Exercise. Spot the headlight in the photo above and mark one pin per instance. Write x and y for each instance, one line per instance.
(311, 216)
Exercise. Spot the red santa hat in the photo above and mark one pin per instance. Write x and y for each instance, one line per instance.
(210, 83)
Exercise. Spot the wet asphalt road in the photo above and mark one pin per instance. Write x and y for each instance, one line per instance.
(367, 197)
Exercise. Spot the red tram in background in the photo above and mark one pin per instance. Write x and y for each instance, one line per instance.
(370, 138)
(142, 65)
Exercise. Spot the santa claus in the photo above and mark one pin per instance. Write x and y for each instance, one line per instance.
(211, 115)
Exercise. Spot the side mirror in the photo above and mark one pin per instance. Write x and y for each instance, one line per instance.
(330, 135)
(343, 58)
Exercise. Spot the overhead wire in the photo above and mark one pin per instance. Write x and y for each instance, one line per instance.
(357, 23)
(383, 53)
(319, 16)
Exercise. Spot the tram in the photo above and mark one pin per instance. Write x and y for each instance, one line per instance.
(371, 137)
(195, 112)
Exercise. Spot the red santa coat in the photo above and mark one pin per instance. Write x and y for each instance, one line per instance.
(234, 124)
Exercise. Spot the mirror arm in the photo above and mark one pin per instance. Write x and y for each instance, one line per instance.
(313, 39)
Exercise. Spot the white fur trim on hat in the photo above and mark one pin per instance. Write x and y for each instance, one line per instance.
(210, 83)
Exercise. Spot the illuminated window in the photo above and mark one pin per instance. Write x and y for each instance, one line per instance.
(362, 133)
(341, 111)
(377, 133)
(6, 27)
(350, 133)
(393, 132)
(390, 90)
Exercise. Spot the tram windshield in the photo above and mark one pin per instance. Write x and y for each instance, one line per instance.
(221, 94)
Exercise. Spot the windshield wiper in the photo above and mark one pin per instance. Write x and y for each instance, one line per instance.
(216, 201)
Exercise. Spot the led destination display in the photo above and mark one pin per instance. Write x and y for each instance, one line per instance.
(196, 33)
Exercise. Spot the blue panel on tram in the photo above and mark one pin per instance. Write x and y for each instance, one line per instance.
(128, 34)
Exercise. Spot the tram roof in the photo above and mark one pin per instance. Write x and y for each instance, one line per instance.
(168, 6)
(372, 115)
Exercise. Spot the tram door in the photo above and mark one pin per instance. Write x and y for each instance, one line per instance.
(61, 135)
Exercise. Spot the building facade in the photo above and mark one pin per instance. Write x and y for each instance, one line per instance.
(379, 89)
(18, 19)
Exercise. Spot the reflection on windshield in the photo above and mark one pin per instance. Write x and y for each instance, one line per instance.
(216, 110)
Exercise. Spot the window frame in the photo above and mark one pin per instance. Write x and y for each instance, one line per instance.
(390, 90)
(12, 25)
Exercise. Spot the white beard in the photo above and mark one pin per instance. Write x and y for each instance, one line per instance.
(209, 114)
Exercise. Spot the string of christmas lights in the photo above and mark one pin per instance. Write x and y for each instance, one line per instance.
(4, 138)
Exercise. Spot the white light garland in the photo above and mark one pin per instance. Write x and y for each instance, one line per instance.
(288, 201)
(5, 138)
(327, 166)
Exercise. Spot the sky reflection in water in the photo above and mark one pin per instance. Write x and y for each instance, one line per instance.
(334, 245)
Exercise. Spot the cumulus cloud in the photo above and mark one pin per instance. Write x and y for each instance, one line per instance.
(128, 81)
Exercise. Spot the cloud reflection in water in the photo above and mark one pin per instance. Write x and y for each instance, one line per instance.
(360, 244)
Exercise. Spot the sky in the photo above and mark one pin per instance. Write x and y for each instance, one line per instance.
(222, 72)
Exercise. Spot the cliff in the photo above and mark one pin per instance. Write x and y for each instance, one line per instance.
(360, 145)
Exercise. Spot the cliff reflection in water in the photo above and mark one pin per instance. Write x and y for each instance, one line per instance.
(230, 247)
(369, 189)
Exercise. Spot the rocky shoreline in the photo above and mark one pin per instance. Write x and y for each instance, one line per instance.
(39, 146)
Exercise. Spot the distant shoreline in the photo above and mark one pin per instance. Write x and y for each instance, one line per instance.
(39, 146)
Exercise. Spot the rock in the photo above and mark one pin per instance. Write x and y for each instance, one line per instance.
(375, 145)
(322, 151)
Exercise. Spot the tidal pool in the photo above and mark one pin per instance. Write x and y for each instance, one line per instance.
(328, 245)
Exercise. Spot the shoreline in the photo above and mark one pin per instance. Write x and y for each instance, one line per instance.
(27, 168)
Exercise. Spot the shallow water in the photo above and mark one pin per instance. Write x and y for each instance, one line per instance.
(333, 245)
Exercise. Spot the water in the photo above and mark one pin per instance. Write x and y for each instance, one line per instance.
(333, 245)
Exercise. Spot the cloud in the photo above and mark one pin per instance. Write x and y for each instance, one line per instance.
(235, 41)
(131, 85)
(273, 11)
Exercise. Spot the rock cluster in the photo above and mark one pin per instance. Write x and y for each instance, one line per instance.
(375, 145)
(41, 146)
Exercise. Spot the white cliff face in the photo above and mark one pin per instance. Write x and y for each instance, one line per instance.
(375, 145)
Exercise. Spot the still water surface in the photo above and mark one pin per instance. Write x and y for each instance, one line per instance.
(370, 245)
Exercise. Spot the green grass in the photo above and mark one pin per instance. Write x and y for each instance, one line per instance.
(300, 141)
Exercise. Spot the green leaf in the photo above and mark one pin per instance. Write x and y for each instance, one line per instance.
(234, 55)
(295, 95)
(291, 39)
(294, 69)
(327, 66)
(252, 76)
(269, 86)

**INSTRUCTIONS FOR THE TASK**
Print the line containing "Exercise. Spot the shallow" and every line after it to the end of the records above, exactly as written, and nothing else.

**WRITTEN SOLUTION**
Exercise. Spot the shallow water in the photo above and mark one pin per instance. Write x and y for each instance, one line per instance.
(333, 245)
Exercise. Spot the water in the photo above and mark one pin per instance. Write x and y for each instance, one line per instance.
(333, 245)
Exercise. Spot the cloud in the photo above and mark one pin per instance. Write x and y for each instance, one line per instance.
(235, 41)
(131, 85)
(273, 11)
Exercise. Spot the rock cluster in the photo above and mark one pin per instance. Write x and y for each instance, one line per instance.
(375, 145)
(41, 146)
Exercise. Spot the white cliff face in the photo above and mark one pin per instance. Write x and y for each instance, one line per instance.
(375, 145)
Exercise. Spot the still water surface in the photo above and mark one pin per instance. Write x and y for each instance, one line per instance.
(370, 245)
Exercise. Spot the green grass in the photo above and mark one pin per instance. Write x and y for each instance, one line per instance.
(300, 141)
Exercise. Spot the green leaf in the photo above and mark one pin per instance. Write x and y for each instance, one line per instance.
(234, 55)
(295, 95)
(291, 39)
(294, 69)
(327, 66)
(252, 76)
(269, 86)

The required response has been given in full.